Start SOURCE

In the afternoon class in Gainesville, Phil had them do teacher evaluations and buy their texts for their next classes; they have a two-week vacation now. While they were writing their final essays, I graded the morning finals and also finished reading the New York Times.

A lot of students shook my hand at the end and said or wrote embarrassing stuff. The only thing that irked me was a comment on one final that I taught “too many black writers.” I counted all the writers I assigned, and about 55% were white males; 18% were blacks. But I’ve had this comment before in Gainesville, when I taught at Santa Fe Community College.

After dropping the Moyers video off at the library, I came home to try to unwind. My mail is now being forwarded to Fort Lauderdale, so my mailbox was empty. I know I probably need to do stuff in preparation for moving, but I’m giddy from the end of the semester and tired from lack of sleep and a long day of work.

As much as I dreaded it, I called my parents this evening – but everything sounded reasonably okay. According to Mom, they all seem pretty adamant about continuing to live together in that house. Mom is talking about Dad selling tuxedo shirts, but it sounds like it’s just a grasping at straws, a half-baked plan.

Mom doesn’t plan to work herself. She scorned my suggestion that they consider moving to a cheaper area, like Ocala, Palm Bay, or Pasco County, and she said, “Ugh!” when I suggested a retirement community or a condo. “That’s not me,” she said.

End SOURCE
Start DATA FOR THE TASK

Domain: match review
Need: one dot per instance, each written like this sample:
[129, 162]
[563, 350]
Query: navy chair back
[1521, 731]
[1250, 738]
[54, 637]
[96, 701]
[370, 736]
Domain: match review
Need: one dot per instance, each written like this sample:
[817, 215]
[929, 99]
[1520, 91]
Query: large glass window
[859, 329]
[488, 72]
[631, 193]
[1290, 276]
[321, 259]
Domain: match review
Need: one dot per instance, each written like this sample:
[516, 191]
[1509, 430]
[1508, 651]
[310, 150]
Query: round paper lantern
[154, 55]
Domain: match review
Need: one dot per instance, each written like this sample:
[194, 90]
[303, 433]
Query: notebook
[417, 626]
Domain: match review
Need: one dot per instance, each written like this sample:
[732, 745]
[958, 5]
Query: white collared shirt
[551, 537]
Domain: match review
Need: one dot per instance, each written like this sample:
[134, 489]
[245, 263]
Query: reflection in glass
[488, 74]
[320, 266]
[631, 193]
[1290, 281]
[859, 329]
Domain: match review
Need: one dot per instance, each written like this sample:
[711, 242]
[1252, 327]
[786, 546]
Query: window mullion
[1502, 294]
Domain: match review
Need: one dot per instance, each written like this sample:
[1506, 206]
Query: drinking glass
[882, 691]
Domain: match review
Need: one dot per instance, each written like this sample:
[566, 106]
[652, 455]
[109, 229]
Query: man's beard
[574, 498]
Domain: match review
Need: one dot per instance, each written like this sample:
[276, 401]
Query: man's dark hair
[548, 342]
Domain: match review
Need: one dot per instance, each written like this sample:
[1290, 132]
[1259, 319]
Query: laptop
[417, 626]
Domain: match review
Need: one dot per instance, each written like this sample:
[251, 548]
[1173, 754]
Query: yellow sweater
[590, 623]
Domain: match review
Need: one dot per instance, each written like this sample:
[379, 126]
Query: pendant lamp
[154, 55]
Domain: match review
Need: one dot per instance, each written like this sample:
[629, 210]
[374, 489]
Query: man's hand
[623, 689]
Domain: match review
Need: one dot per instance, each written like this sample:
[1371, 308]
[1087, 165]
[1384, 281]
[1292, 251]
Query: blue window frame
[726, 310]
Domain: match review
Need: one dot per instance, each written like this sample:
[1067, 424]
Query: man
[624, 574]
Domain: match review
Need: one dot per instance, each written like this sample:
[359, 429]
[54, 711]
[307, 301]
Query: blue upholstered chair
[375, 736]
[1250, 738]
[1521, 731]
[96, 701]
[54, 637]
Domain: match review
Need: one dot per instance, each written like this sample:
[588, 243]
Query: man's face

End DATA FOR THE TASK

[TASK SET]
1 > In the diary entry, roughly what share of the assigned writers were white males?
2 > Count the lines in the listing that contain the string "chair", matching case exactly. Give only the number.
The diary entry and the listing have no connection to each other.

[RESPONSES FOR EACH TASK]
1 > About 55%.

2 > 2